Written problem: Copy out each of the following lines exactly, keeping every character unchanged.

Excerpts from a pointing dataset
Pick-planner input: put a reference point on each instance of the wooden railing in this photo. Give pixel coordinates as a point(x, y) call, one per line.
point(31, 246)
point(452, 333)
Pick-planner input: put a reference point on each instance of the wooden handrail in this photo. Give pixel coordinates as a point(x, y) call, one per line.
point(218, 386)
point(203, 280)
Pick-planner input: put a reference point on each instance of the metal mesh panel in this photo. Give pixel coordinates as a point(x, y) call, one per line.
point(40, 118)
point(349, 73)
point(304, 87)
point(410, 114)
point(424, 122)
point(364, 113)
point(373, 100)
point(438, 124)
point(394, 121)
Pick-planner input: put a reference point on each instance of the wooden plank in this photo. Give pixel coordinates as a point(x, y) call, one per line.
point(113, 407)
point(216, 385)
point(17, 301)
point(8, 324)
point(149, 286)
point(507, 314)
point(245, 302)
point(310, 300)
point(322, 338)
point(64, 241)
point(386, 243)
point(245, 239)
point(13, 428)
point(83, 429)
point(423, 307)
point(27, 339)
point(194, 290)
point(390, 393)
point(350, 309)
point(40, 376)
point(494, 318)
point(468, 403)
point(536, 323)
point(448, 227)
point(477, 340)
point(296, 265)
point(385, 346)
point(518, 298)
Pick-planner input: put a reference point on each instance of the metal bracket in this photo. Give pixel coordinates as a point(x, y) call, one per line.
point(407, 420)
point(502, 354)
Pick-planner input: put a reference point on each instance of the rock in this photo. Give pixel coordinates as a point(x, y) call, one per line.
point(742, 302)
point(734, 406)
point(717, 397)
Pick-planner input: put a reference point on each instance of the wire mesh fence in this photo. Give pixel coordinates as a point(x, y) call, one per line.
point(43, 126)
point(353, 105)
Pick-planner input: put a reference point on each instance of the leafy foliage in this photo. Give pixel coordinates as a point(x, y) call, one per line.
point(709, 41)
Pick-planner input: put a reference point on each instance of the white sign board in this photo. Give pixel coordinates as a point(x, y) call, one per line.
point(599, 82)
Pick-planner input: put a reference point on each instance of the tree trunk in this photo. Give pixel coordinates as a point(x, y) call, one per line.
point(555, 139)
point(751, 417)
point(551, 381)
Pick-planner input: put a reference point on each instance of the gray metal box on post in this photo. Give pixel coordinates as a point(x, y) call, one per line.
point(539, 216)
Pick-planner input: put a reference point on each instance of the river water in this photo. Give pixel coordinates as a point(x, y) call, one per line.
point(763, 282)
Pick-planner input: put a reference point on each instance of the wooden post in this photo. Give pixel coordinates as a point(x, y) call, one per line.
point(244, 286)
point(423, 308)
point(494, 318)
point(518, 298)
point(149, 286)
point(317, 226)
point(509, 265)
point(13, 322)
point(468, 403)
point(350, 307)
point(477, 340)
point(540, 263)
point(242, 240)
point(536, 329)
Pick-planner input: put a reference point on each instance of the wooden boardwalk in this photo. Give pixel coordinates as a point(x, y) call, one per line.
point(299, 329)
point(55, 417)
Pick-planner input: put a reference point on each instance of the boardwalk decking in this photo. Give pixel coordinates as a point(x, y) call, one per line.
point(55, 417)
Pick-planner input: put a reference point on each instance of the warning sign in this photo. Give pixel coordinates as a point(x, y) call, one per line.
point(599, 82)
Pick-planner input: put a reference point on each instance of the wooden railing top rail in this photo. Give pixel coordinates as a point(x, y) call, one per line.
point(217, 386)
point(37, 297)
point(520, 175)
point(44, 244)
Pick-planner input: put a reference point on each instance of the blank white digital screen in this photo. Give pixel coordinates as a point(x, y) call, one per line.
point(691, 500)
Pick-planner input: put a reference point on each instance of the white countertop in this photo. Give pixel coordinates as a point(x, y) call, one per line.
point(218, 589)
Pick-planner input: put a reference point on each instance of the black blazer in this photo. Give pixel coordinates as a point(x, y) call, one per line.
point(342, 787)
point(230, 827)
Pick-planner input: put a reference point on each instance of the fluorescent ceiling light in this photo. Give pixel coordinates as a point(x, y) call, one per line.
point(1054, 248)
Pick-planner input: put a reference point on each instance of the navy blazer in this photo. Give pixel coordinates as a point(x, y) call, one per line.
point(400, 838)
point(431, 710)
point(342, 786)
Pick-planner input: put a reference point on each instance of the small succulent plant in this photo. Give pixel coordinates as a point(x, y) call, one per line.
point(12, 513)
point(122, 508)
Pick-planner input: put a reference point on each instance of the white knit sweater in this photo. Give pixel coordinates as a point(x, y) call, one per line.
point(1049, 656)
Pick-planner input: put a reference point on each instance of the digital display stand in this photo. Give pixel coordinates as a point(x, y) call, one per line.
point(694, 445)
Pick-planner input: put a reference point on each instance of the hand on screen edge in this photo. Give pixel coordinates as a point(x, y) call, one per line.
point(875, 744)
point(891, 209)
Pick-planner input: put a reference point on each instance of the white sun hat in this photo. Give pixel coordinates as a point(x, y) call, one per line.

Answer for the task:
Pick-planner input: put a reference point on each instance of the wooden railing in this photo. Give pixel coordinates as a point(x, y) call, one per line.
point(31, 246)
point(452, 333)
Pick-planner input: put a reference point on each instance of the wooden handrail in this photo. Give pixel coordinates as a point(x, y) call, one per line.
point(218, 386)
point(203, 280)
Pick-planner input: put a reference point on each instance of the metal mesh panel in this photo. Give pixel coordinates as a point(x, y) call, one per line.
point(40, 118)
point(349, 73)
point(304, 87)
point(410, 114)
point(424, 122)
point(364, 113)
point(373, 100)
point(438, 124)
point(394, 121)
Pick-planner input: put a reference point on each instance of the wooden plank in this photo. Give pixel coordinates as a point(x, y) call, one per line.
point(113, 407)
point(216, 385)
point(17, 301)
point(8, 324)
point(149, 286)
point(507, 314)
point(245, 302)
point(310, 300)
point(322, 338)
point(64, 241)
point(386, 243)
point(245, 239)
point(13, 428)
point(83, 429)
point(423, 307)
point(27, 339)
point(194, 290)
point(390, 393)
point(350, 309)
point(40, 376)
point(494, 318)
point(468, 403)
point(536, 323)
point(448, 227)
point(477, 340)
point(296, 265)
point(385, 346)
point(518, 298)
Pick-planner input: put a reference point on each instance of the metal bracket in this photo. Give pixel coordinates as a point(x, y) call, one per line.
point(407, 420)
point(502, 354)
Pick-planner input: put a reference point on each instance of the rock in this photo. Give pixel coordinates as a point(x, y) call, one per line.
point(742, 302)
point(734, 406)
point(717, 397)
Pick-planner input: put a reference point on each instance of the wire mesh fence in this photo. Give pixel coordinates as a point(x, y) call, one per line.
point(43, 126)
point(353, 105)
Pick-planner input: put a reference point on each instance of the leafy foliage in this photo. Give pixel coordinates as a point(x, y) call, one per line.
point(709, 41)
Pick-planner input: put a reference point on each instance of the white sign board in this photo. Give pixel coordinates as a point(x, y) call, one per line.
point(599, 82)
Pick-planner input: put a reference point on each instance of the tree trunk in this photo. Give pixel coordinates as a point(x, y) call, one per line.
point(555, 139)
point(751, 417)
point(551, 381)
Pick-planner input: put a reference point on each instance of the gray metal box on post in this photo. Give pixel coordinates as a point(x, y) call, one per line.
point(539, 216)
Pick-planner input: put a reference point on each instance of the river water in this photo. Give pixel coordinates as a point(x, y) call, one per line.
point(763, 282)
Pick-planner input: put a reference point on each instance of the wooden post in this photo. Give pixel coordinates as a point(x, y) call, one per line.
point(244, 286)
point(423, 308)
point(494, 318)
point(518, 298)
point(149, 286)
point(317, 226)
point(509, 265)
point(13, 322)
point(468, 403)
point(350, 307)
point(477, 340)
point(540, 263)
point(242, 240)
point(536, 329)
Pick-planner input: put a reference point on each instance of the wooden boardwalk in this photo. Give pixel coordinates as a point(x, y) call, one per line.
point(299, 329)
point(55, 417)
Pick-planner input: put a reference point on each instance of the boardwalk decking in this photo. Give pixel coordinates as a point(x, y) call, one per line.
point(55, 417)
Pick-planner input: put a reference point on each instance of the warning sign in this photo. Give pixel coordinates as a point(x, y) call, one per line.
point(599, 82)
Pick-planner input: put a reference point on each instance of the wooden railing top rail in this photo. Give pixel coordinates as a point(x, y) call, one per line.
point(217, 386)
point(37, 297)
point(520, 175)
point(44, 244)
Pick-planner input: put a reference point on each instance of the blank white digital screen in this photo. Give pixel coordinates as a point(x, y) call, one per line.
point(691, 500)
Pick-planner input: put a reference point on each instance of the white countertop in this photo. Give pixel coordinates as a point(x, y) call, one per line.
point(218, 589)
Pick-planner input: put a reference point on each instance of the black blazer in this photo. Give pixel coordinates as a point(x, y) call, one per line.
point(342, 787)
point(230, 827)
Pick-planner input: put a reference point on each instance of the fluorescent ceiling light in this photo. Give pixel coordinates as a point(x, y) call, one per line.
point(1054, 248)
Pick-planner input: put a reference point on each instance of the navy blazer in this photo. Give pixel coordinates as a point(x, y) call, one per line.
point(400, 838)
point(431, 710)
point(342, 786)
Pick-planner input: put a reference point on each instance of the small succulent plant in this photo. Give pixel coordinates as a point(x, y) call, one per line.
point(12, 513)
point(122, 508)
Pick-planner input: put a reference point on each instance of the white knit sweater in this photo. Give pixel coordinates as a point(x, y) call, one per line.
point(1049, 656)
Pick-planner input: put a reference point on each instance of the digital display stand in this photo. Give pixel coordinates as a point(x, y) call, one per line.
point(694, 445)
Pick-planner input: put a reference point on each instance of the hand on screen edge in this photo. Give pixel coordinates as a point(x, y) call, one per line.
point(875, 744)
point(891, 209)
Pick-planner input: put a reference point on each instance of the white sun hat in this photo. Give pixel coordinates as a point(x, y) call, one per line.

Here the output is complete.